### Task prompt
Would you output the whole listing below, exactly as it reads?

[Start]

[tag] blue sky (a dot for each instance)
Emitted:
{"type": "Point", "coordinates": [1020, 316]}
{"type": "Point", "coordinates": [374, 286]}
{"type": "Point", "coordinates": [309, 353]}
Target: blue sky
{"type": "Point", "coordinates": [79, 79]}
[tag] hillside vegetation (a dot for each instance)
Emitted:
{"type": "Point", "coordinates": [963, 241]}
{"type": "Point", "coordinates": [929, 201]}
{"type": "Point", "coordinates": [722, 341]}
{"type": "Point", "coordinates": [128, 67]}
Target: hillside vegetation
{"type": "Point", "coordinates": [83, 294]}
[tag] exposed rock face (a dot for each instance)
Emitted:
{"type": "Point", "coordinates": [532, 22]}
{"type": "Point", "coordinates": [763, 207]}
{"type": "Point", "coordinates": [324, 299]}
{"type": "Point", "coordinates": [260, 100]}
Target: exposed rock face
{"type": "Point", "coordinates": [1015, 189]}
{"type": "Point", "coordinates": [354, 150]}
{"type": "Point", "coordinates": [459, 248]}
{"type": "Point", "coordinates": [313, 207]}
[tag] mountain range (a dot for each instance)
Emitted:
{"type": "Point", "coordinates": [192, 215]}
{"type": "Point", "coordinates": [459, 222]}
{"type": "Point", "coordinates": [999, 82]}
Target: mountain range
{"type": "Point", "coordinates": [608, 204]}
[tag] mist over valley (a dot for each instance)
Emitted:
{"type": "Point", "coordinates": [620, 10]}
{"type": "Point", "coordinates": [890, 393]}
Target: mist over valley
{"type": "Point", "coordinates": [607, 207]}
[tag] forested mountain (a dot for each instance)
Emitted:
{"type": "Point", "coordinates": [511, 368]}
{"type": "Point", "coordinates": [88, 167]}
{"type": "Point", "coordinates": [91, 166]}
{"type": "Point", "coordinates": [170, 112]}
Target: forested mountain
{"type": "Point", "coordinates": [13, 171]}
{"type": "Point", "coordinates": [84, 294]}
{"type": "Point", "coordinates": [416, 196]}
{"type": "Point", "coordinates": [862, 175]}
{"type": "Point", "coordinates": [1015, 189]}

[End]

### Task answer
[tag] blue sky (a dot for each instance)
Emitted:
{"type": "Point", "coordinates": [1020, 316]}
{"type": "Point", "coordinates": [374, 286]}
{"type": "Point", "coordinates": [309, 353]}
Target: blue sky
{"type": "Point", "coordinates": [79, 79]}
[tag] hillside vegetation (a dot for each instance)
Emitted:
{"type": "Point", "coordinates": [963, 241]}
{"type": "Point", "coordinates": [929, 201]}
{"type": "Point", "coordinates": [722, 341]}
{"type": "Point", "coordinates": [128, 67]}
Target: hillside vegetation
{"type": "Point", "coordinates": [83, 294]}
[tag] exposed rock face (a dot for each instance)
Emitted:
{"type": "Point", "coordinates": [532, 22]}
{"type": "Point", "coordinates": [763, 207]}
{"type": "Point", "coordinates": [324, 299]}
{"type": "Point", "coordinates": [260, 100]}
Target: exposed rock face
{"type": "Point", "coordinates": [1015, 189]}
{"type": "Point", "coordinates": [354, 150]}
{"type": "Point", "coordinates": [459, 248]}
{"type": "Point", "coordinates": [313, 207]}
[tag] mountain range (a dot for each instance)
Emitted:
{"type": "Point", "coordinates": [192, 215]}
{"type": "Point", "coordinates": [459, 222]}
{"type": "Point", "coordinates": [999, 82]}
Target: mountain range
{"type": "Point", "coordinates": [608, 204]}
[tag] mist over valley (a dot for each instance)
Emitted:
{"type": "Point", "coordinates": [620, 10]}
{"type": "Point", "coordinates": [890, 393]}
Target: mist over valley
{"type": "Point", "coordinates": [607, 207]}
[tag] forested mountain (a dot for each instance)
Emitted:
{"type": "Point", "coordinates": [511, 368]}
{"type": "Point", "coordinates": [88, 167]}
{"type": "Point", "coordinates": [91, 166]}
{"type": "Point", "coordinates": [170, 112]}
Target: forested mountain
{"type": "Point", "coordinates": [13, 171]}
{"type": "Point", "coordinates": [84, 294]}
{"type": "Point", "coordinates": [416, 196]}
{"type": "Point", "coordinates": [862, 175]}
{"type": "Point", "coordinates": [1015, 189]}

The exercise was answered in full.